Stated exercise 1: From the Python newsgroup thread, extract the passage from "Definitely not a" to "such a module.".
Stated exercise 2: Summarize the Python newsgroup thread in two sentences.
----- Selected excerpt -----
Alex Martelli <al***@aleax.it> wrote in
news:VO**********************@news1.tin.it:

Duncan Booth wrote:
...
FWIW, I think something like this belongs in the standard library rather
than as a method on lists or a new builtin.

Definitely not a method on lists, we agree on that. Problem is, there
is no module in the standard library to collect "functions that are often
useful but not QUITE often enough to warrant being built-ins" (and if
there was, there are quite a few current built-ins I'd like to relegate
into such an auxiliary/utilities module), so that finding a good place,
other than built-ins, for such utility functions, is often a bother.

So someone needs to write a PEP proposing such a module.

--
Duncan Booth du****@rcp.co.uk
int month(char *p){return(124864/((p[0]+p[1]-p[2]&0x1f)+1)%12)["\5\x8\3"
"\6\7\xb\1\x9\xa\2\0\4"];} // Who said my code was obscure?

Jul 18 '05 #18

Peter Hansen

Shu-Hsien Sheu wrote:

I have a question about the comparison of efficiency of string slicing
and using string.startswith.
For example, which one of the following would be more efficient, or ,
moreover, more pythonic?

if aa[:3] == 'abc':

vs

if aa.startswith('abc'):

The latter is clearly more readable.

Jul 18 '05 #19

David Eppstein

In article <3F***************@engcorp.com>,
Peter Hansen <pe***@engcorp.com> wrote:

For example, which one of the following would be more efficient, or ,
moreover, more pythonic?

if aa[:3] == 'abc':

vs

if aa.startswith('abc'):

The latter is clearly more readable.

More Pythonic, too, I think. "Readability counts," and "There should be
one-- and preferably only one --obvious way to do it." In this case,
startswith must be the one obvious way, or else why would it exist in
the standard library at all?
----- Record excerpts -----
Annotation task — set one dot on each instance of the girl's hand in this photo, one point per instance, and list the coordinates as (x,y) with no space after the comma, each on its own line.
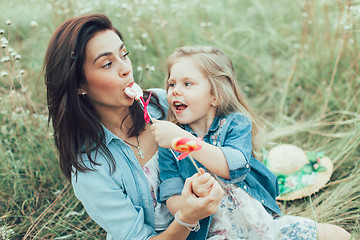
(202,185)
(193,208)
(165,132)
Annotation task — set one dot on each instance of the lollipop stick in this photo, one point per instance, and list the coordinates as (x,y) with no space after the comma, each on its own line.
(193,161)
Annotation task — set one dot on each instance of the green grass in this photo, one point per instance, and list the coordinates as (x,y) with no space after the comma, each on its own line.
(296,61)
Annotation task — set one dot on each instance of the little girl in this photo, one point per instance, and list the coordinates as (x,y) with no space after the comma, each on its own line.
(205,101)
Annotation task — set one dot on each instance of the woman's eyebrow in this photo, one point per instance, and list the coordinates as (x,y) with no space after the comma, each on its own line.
(107,53)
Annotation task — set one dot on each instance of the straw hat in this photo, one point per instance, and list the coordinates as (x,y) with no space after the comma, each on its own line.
(299,174)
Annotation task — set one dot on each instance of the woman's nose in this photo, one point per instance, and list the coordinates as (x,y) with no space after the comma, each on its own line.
(124,69)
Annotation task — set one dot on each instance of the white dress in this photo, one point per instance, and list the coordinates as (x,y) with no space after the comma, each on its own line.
(239,216)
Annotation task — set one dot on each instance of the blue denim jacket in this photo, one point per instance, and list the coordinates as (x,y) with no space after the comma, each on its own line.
(120,202)
(232,134)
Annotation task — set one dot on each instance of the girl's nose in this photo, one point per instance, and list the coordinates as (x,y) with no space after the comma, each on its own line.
(176,91)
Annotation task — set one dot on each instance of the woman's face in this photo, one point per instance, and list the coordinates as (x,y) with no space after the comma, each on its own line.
(108,72)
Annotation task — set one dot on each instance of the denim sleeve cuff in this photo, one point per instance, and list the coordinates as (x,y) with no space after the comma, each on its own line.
(238,165)
(170,187)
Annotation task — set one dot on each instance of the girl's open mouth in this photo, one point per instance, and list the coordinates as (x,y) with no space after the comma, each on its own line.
(179,106)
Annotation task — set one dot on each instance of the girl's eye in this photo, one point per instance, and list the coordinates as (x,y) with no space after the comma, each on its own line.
(108,65)
(123,57)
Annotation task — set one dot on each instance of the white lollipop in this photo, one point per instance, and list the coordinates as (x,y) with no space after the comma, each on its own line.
(134,91)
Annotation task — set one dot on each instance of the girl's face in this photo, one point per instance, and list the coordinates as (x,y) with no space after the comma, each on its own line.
(108,72)
(189,94)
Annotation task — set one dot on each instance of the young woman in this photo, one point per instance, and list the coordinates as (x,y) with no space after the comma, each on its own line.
(103,141)
(205,100)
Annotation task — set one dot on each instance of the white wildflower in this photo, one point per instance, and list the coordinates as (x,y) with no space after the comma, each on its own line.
(33,24)
(3,73)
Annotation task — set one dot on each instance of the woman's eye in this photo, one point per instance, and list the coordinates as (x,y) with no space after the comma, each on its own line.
(108,65)
(125,55)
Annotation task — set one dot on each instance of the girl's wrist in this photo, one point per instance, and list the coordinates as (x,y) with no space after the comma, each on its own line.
(191,226)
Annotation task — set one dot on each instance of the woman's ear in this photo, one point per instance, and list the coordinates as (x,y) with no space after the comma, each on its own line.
(214,101)
(81,92)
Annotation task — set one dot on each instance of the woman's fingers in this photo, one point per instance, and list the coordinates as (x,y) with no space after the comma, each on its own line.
(203,184)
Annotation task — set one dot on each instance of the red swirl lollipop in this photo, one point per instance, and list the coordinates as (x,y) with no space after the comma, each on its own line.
(185,146)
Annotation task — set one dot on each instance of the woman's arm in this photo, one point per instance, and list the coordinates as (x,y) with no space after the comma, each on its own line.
(210,156)
(190,209)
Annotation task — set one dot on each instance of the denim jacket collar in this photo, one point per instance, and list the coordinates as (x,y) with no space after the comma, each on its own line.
(214,126)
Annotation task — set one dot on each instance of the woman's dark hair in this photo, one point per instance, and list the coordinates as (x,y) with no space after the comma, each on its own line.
(75,122)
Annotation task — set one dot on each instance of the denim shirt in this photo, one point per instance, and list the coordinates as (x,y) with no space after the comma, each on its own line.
(120,202)
(232,134)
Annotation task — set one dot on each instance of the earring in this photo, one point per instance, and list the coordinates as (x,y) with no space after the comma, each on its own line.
(81,92)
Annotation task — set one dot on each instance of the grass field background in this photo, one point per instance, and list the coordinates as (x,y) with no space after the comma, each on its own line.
(296,61)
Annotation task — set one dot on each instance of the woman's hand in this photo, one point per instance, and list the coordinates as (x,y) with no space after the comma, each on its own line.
(203,184)
(193,208)
(165,132)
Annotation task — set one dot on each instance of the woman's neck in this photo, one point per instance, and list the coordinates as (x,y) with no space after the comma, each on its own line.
(118,121)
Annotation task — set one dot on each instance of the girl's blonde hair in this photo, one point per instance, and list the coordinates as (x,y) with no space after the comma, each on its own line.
(218,69)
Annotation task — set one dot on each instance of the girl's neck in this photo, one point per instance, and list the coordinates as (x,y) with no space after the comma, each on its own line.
(202,126)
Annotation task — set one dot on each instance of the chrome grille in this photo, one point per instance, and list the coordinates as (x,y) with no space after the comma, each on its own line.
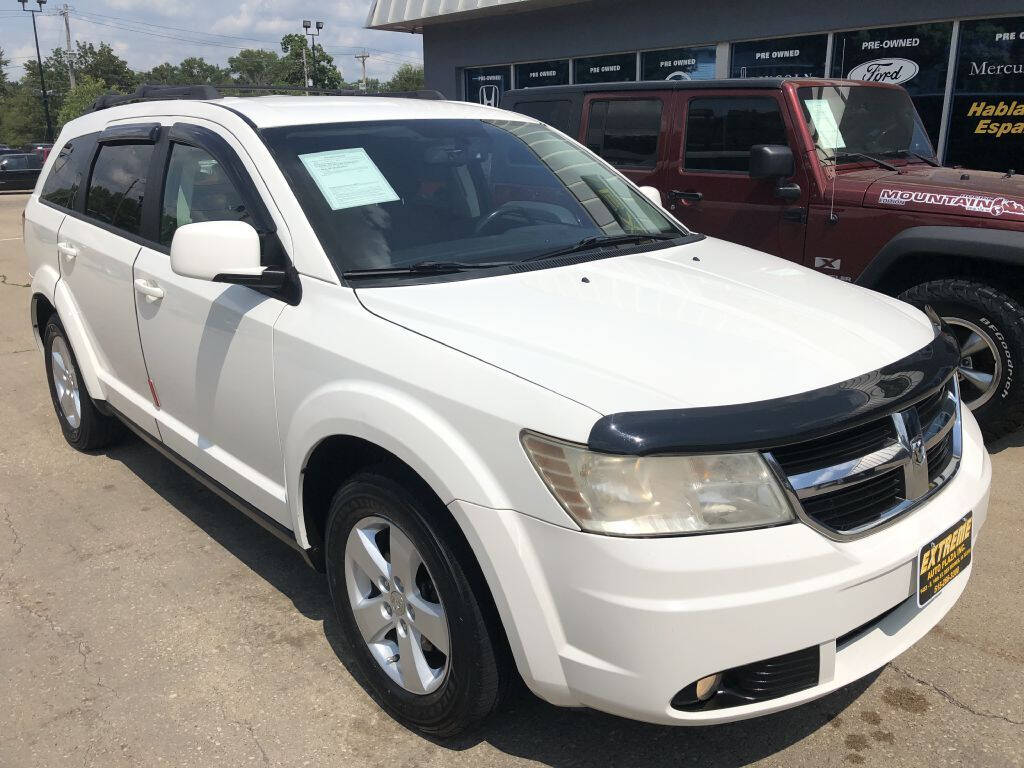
(902,459)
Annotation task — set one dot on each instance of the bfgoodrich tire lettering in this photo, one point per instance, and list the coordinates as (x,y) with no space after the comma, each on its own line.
(474,676)
(990,327)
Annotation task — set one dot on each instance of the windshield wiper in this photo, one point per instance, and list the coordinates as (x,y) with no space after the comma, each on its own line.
(589,244)
(423,267)
(871,158)
(931,161)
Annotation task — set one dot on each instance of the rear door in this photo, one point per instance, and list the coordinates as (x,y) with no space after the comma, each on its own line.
(96,250)
(627,130)
(711,189)
(209,346)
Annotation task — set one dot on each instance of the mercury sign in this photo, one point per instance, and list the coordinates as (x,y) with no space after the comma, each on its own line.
(893,71)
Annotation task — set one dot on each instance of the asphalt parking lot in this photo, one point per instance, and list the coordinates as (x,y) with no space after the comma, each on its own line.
(143,622)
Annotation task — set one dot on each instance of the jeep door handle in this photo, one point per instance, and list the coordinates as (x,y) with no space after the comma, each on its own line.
(147,289)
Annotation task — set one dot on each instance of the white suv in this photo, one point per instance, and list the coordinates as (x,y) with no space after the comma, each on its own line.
(520,416)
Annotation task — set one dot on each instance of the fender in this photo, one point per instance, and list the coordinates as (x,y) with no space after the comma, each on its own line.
(44,284)
(378,414)
(80,342)
(999,246)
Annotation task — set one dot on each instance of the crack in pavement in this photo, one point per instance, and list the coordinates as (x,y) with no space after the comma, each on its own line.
(3,281)
(953,700)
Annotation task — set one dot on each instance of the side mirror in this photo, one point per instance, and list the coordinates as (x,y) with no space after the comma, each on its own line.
(217,251)
(652,195)
(771,161)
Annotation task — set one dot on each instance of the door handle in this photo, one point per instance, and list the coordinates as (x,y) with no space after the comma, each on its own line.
(147,289)
(68,251)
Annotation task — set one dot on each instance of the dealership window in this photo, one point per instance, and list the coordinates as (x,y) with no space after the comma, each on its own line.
(914,56)
(485,85)
(678,64)
(542,73)
(721,131)
(782,57)
(556,113)
(625,131)
(613,69)
(986,115)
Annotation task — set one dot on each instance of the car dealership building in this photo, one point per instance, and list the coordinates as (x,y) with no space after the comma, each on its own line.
(962,61)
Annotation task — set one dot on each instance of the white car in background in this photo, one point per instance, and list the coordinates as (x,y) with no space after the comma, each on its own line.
(522,418)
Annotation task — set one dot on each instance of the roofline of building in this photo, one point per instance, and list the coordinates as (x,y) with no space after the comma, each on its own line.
(413,15)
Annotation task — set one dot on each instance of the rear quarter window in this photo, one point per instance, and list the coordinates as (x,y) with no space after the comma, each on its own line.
(626,132)
(68,172)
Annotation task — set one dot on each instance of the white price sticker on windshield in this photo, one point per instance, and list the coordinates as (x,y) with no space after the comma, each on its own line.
(348,178)
(829,136)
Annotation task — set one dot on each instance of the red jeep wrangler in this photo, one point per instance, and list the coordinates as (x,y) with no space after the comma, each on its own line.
(839,175)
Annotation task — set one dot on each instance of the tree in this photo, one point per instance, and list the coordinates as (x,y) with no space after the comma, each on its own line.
(408,78)
(290,71)
(254,67)
(78,99)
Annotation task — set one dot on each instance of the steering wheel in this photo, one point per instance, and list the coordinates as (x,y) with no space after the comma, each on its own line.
(505,210)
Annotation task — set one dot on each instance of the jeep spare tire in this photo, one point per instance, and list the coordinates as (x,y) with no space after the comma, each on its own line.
(989,326)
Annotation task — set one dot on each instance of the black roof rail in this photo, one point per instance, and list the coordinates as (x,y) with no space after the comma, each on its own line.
(424,93)
(155,93)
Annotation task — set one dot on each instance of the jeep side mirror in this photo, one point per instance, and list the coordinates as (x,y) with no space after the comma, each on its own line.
(771,161)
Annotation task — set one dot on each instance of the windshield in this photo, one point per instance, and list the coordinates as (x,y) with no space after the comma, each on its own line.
(396,194)
(847,121)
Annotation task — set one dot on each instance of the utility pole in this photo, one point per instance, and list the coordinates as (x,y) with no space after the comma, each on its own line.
(363,60)
(39,57)
(66,12)
(306,26)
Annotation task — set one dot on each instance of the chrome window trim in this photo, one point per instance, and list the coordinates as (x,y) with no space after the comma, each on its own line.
(850,473)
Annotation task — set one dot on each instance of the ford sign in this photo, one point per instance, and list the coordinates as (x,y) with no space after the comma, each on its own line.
(894,71)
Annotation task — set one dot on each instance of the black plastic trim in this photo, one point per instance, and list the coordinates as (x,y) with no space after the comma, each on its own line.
(1000,246)
(144,132)
(261,518)
(780,421)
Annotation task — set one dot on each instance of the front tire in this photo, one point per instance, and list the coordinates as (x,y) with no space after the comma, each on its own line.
(989,326)
(413,609)
(82,424)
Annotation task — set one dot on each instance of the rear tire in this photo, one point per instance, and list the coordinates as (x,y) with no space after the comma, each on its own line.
(989,326)
(83,426)
(443,693)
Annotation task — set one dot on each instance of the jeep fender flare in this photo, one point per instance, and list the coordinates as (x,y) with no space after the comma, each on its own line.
(997,246)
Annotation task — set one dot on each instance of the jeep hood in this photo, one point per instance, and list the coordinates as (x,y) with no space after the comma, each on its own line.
(951,192)
(704,324)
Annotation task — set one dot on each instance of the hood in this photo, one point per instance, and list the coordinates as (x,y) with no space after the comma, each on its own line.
(704,324)
(951,192)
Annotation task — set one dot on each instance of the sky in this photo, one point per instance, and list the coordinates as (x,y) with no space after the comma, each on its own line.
(145,34)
-----
Correct output 1:
Definitely not a method on lists, we agree on that. Problem is, there
is no module in the standard library to collect "functions that are often
useful but not QUITE often enough to warrant being built-ins" (and if
there was, there are quite a few current built-ins I'd like to relegate
into such an auxiliary/utilities module), so that finding a good place,
other than built-ins, for such utility functions, is often a bother.

So someone needs to write a PEP proposing such a module.

Correct output 2: One exchange agrees that the function under discussion should not be a method on lists, notes that the standard library has no module for useful functions that don't merit being built-ins, and concludes that someone needs to write a PEP proposing such a module. Another post asks whether aa[:3] == 'abc' or aa.startswith('abc') is more efficient or more pythonic, and a reply judges startswith more Pythonic, citing "Readability counts" and arguing that it must be the one obvious way or it would not exist in the standard library.